## Provided data

-=-=-=-=-

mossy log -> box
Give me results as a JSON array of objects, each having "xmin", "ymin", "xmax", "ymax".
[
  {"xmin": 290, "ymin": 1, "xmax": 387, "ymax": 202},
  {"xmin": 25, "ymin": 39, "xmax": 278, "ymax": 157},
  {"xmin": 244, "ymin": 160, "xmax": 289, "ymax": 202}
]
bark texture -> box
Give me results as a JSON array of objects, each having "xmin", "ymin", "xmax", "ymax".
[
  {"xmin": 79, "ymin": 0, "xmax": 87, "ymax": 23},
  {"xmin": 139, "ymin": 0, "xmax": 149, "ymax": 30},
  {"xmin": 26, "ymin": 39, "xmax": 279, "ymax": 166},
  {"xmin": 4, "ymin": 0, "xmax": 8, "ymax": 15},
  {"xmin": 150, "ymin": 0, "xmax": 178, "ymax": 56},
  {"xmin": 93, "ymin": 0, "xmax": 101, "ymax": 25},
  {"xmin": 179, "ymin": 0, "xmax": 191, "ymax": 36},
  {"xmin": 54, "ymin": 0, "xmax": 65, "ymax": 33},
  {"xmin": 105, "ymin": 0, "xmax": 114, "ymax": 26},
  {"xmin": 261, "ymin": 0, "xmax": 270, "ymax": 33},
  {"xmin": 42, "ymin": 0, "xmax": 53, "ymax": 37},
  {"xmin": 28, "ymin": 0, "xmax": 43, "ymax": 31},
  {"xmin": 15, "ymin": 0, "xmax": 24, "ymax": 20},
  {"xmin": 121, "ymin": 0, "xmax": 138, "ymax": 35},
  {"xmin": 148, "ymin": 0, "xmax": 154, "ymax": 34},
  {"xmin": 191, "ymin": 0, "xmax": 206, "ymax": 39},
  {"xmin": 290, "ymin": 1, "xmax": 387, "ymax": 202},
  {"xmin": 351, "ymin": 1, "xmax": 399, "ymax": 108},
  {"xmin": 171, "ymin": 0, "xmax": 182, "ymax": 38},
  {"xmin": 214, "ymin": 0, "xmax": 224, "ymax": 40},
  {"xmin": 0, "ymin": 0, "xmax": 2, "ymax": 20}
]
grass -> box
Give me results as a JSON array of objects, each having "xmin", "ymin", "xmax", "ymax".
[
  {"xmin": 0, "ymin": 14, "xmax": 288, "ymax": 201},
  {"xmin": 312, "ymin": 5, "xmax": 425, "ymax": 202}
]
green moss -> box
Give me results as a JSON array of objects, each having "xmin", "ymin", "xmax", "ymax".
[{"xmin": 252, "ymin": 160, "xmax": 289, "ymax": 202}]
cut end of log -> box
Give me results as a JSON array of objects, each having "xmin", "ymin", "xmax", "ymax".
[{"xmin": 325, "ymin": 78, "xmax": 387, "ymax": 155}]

-=-=-=-=-

## Directions for this task
Exactly those lines that run from the start of the listing to the line containing "bark texture -> box" should be output, and no others.

## Solution to the problem
mossy log -> box
Give me results as a JSON array of objects, each having "xmin", "ymin", "xmax", "ymax".
[
  {"xmin": 290, "ymin": 1, "xmax": 387, "ymax": 202},
  {"xmin": 25, "ymin": 39, "xmax": 278, "ymax": 157},
  {"xmin": 244, "ymin": 160, "xmax": 289, "ymax": 202}
]
bark texture -> box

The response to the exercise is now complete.